Given instruction: Determine how many lines of the entries below contain the string "white". Reply with the number alone.

Entries from a point annotation set

┌──

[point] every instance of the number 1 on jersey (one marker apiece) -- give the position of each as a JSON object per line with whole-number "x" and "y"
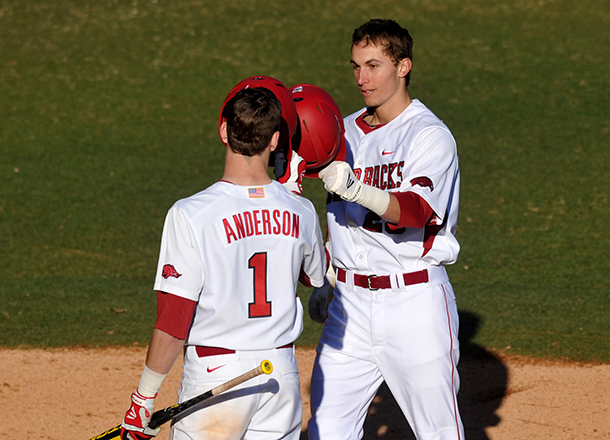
{"x": 260, "y": 307}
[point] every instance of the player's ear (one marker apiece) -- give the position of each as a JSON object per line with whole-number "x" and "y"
{"x": 223, "y": 132}
{"x": 274, "y": 140}
{"x": 404, "y": 67}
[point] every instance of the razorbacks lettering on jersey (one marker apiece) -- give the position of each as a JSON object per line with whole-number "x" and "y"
{"x": 413, "y": 152}
{"x": 237, "y": 251}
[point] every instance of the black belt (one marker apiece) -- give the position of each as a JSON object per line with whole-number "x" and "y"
{"x": 375, "y": 282}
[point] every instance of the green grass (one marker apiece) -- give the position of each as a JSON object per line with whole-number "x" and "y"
{"x": 109, "y": 114}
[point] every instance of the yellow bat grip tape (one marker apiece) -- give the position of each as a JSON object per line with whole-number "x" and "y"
{"x": 266, "y": 367}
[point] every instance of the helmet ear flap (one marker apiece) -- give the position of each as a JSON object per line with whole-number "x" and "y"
{"x": 319, "y": 138}
{"x": 290, "y": 119}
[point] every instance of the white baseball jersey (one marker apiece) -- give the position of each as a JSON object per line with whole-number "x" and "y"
{"x": 414, "y": 152}
{"x": 406, "y": 334}
{"x": 238, "y": 252}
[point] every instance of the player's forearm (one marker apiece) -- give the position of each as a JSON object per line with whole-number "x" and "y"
{"x": 392, "y": 214}
{"x": 163, "y": 351}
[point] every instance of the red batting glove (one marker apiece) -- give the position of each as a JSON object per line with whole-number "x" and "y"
{"x": 135, "y": 424}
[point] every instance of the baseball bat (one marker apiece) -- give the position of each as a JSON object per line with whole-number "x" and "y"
{"x": 165, "y": 415}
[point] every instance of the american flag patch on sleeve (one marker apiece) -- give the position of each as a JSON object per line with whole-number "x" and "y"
{"x": 256, "y": 193}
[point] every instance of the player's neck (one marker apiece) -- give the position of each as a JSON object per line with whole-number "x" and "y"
{"x": 389, "y": 109}
{"x": 246, "y": 171}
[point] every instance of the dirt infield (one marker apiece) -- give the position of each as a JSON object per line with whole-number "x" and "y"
{"x": 79, "y": 393}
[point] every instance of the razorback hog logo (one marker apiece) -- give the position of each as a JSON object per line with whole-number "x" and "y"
{"x": 170, "y": 271}
{"x": 423, "y": 181}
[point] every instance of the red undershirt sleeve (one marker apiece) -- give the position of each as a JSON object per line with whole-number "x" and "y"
{"x": 414, "y": 210}
{"x": 174, "y": 314}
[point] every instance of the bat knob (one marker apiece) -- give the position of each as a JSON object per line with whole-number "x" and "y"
{"x": 266, "y": 367}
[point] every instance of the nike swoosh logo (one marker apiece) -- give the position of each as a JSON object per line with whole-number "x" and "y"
{"x": 350, "y": 182}
{"x": 210, "y": 370}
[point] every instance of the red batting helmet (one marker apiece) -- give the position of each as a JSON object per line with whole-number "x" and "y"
{"x": 319, "y": 139}
{"x": 289, "y": 112}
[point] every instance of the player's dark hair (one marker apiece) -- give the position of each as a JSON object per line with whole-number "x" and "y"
{"x": 252, "y": 115}
{"x": 395, "y": 40}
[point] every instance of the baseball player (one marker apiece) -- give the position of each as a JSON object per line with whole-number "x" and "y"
{"x": 230, "y": 259}
{"x": 392, "y": 215}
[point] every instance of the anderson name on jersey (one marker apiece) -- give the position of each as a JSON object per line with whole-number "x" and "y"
{"x": 235, "y": 249}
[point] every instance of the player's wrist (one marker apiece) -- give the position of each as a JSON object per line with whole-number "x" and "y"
{"x": 372, "y": 198}
{"x": 150, "y": 383}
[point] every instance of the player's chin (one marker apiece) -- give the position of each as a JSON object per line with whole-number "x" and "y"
{"x": 369, "y": 99}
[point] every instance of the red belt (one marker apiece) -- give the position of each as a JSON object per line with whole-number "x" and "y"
{"x": 215, "y": 351}
{"x": 375, "y": 282}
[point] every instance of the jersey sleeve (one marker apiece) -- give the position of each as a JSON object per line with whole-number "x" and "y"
{"x": 431, "y": 169}
{"x": 174, "y": 314}
{"x": 180, "y": 269}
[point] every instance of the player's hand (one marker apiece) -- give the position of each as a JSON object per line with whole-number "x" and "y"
{"x": 319, "y": 301}
{"x": 289, "y": 171}
{"x": 339, "y": 178}
{"x": 135, "y": 424}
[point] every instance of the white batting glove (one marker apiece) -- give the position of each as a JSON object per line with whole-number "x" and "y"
{"x": 290, "y": 172}
{"x": 319, "y": 301}
{"x": 339, "y": 178}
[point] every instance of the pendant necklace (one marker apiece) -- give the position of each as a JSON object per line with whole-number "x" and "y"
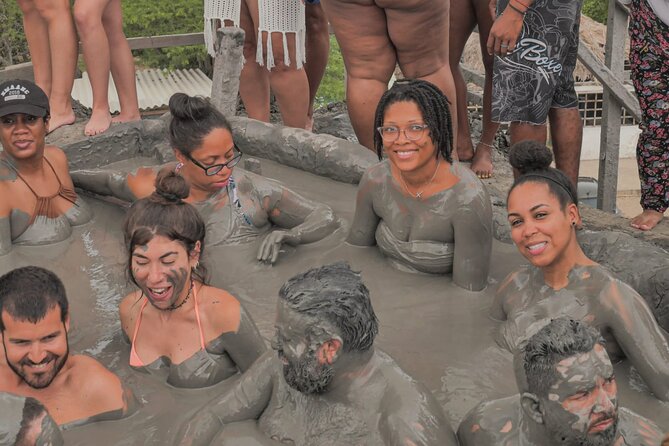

└──

Expected answer: 2